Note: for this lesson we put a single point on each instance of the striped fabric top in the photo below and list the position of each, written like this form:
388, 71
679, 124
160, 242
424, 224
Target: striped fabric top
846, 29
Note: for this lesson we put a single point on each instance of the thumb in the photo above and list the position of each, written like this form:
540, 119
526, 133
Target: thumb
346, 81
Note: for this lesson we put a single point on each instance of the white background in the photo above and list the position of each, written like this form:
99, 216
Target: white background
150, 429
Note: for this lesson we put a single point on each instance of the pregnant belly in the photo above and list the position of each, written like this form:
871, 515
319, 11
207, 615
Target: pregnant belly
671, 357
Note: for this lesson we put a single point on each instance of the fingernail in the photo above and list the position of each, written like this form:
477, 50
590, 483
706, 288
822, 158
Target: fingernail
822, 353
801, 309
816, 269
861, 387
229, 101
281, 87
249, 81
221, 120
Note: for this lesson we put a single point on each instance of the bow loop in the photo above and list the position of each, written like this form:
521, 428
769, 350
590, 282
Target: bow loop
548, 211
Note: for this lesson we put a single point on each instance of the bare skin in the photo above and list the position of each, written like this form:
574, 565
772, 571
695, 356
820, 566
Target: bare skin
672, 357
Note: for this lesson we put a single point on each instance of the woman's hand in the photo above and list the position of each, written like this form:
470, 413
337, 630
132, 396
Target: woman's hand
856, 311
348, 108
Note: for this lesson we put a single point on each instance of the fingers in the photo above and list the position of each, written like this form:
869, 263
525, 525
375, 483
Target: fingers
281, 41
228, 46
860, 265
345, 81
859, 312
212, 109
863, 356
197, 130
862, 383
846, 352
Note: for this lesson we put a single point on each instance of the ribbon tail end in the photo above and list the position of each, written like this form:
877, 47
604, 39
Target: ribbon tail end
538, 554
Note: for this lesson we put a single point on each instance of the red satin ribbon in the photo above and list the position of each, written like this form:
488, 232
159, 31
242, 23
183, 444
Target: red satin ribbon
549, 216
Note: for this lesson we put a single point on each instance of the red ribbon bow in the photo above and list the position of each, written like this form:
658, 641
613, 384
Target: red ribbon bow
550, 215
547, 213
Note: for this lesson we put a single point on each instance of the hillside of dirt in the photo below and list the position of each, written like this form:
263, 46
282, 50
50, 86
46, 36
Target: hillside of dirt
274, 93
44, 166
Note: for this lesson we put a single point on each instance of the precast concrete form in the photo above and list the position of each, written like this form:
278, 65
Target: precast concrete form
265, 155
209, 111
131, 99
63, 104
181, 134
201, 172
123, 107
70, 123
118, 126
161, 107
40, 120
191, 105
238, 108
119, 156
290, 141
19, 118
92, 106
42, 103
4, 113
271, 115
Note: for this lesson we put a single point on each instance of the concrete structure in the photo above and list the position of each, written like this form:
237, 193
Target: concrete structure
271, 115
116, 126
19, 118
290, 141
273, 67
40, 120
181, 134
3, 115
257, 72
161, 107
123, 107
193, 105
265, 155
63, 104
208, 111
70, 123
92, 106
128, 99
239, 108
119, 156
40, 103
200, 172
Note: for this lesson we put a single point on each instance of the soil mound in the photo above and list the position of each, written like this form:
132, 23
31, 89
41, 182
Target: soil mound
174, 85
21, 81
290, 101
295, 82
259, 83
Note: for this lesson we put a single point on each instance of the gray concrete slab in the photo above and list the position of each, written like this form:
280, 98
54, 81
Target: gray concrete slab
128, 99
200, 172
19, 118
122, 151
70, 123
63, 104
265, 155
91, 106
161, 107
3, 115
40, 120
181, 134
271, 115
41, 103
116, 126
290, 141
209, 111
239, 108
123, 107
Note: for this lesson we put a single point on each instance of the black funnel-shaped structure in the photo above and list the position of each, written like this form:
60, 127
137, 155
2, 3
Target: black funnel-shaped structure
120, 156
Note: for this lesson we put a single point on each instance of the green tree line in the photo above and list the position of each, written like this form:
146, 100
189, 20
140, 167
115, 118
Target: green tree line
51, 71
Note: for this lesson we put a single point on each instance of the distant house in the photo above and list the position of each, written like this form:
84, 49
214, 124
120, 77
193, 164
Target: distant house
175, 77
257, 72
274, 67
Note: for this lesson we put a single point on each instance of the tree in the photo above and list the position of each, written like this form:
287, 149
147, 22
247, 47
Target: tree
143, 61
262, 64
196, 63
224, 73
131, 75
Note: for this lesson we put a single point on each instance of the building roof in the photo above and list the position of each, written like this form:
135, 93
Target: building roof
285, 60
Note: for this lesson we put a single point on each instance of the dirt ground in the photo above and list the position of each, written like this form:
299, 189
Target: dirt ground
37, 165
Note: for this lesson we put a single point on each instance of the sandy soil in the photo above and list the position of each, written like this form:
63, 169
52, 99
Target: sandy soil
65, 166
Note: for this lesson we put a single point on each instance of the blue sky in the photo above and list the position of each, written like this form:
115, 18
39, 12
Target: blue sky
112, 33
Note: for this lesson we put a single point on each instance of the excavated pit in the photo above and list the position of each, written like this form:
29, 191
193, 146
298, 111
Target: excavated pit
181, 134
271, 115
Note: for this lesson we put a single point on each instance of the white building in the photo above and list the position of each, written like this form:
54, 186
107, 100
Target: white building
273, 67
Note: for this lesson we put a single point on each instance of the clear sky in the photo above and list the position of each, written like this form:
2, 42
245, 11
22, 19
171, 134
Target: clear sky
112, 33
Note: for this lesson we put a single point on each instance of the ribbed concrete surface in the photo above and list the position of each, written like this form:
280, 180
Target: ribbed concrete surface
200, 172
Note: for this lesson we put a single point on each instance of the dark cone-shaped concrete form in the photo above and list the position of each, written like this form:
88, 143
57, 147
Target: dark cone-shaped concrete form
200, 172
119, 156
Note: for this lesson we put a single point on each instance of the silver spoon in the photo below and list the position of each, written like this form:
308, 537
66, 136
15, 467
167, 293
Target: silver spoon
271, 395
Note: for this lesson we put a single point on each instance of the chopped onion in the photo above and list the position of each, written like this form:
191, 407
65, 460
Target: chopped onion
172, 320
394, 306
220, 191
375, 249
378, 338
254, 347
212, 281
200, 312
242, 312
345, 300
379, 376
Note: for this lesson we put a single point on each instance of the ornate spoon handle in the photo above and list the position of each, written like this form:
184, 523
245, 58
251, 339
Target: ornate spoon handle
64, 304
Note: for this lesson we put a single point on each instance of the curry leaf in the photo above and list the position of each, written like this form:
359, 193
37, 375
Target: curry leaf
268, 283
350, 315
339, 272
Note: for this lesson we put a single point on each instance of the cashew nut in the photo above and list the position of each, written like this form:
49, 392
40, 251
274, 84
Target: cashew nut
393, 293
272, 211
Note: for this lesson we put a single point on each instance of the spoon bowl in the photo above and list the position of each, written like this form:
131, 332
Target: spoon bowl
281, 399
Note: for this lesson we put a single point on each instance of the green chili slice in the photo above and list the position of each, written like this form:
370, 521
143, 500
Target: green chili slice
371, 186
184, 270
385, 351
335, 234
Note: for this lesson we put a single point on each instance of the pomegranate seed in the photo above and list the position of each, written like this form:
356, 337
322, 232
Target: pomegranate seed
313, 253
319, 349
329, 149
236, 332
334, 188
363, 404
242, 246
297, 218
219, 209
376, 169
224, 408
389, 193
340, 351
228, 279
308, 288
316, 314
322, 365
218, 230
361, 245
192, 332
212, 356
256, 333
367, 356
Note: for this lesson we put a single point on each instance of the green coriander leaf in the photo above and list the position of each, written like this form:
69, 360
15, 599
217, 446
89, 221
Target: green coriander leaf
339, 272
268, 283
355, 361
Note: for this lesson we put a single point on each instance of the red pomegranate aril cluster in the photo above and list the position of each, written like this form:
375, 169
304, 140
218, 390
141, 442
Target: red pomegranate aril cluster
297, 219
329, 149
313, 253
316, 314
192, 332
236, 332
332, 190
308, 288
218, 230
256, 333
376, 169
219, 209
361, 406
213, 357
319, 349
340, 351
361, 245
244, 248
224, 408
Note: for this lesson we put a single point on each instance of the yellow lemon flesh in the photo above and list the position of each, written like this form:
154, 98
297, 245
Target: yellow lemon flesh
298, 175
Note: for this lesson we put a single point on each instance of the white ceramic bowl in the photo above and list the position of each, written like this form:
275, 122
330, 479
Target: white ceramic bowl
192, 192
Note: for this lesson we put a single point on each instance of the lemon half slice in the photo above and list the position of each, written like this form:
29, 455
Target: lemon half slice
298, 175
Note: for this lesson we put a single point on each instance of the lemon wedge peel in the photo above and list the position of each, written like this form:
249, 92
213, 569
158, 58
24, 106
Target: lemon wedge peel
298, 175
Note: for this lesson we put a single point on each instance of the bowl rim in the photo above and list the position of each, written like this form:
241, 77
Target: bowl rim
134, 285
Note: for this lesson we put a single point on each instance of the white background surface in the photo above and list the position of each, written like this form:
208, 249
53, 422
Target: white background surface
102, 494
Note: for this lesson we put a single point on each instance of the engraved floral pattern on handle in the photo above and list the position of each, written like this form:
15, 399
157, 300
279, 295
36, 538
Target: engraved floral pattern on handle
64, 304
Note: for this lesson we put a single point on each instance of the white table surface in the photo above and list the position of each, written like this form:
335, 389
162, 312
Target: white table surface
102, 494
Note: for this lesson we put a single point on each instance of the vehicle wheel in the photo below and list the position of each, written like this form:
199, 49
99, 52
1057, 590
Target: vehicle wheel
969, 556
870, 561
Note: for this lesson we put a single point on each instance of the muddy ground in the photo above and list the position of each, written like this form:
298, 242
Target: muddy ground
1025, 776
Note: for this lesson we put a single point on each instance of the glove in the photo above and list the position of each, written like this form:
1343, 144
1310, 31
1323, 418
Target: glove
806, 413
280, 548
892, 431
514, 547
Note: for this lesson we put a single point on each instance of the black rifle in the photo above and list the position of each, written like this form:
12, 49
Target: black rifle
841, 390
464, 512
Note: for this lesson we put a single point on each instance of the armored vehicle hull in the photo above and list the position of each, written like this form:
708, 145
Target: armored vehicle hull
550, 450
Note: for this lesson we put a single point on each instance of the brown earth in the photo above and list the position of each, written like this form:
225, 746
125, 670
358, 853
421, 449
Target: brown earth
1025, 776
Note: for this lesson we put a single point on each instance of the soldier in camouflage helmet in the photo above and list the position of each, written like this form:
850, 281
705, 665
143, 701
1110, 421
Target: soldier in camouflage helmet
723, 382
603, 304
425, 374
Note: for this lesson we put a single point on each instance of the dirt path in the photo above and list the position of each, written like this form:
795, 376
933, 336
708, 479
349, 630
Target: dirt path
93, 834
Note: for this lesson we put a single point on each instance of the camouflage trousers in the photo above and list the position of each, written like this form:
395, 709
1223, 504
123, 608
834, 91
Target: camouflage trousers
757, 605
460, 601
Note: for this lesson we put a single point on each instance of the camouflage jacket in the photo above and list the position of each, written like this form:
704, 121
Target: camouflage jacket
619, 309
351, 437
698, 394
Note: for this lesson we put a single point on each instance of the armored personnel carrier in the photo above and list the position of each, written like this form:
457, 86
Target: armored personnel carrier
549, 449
============================================================
__Work task__
Return the lines above, starting at the one that contains "Target: camouflage jacket" and running through the last, exactly as they appear, with no extra lines.

__Exercise result__
Target: camouflage jacket
619, 309
351, 437
698, 394
Note: for this lesson we put a single point on each instance of the armored personnel carrier in the photo above and list the position of each, written like this form:
457, 86
Target: armored personnel carrier
549, 449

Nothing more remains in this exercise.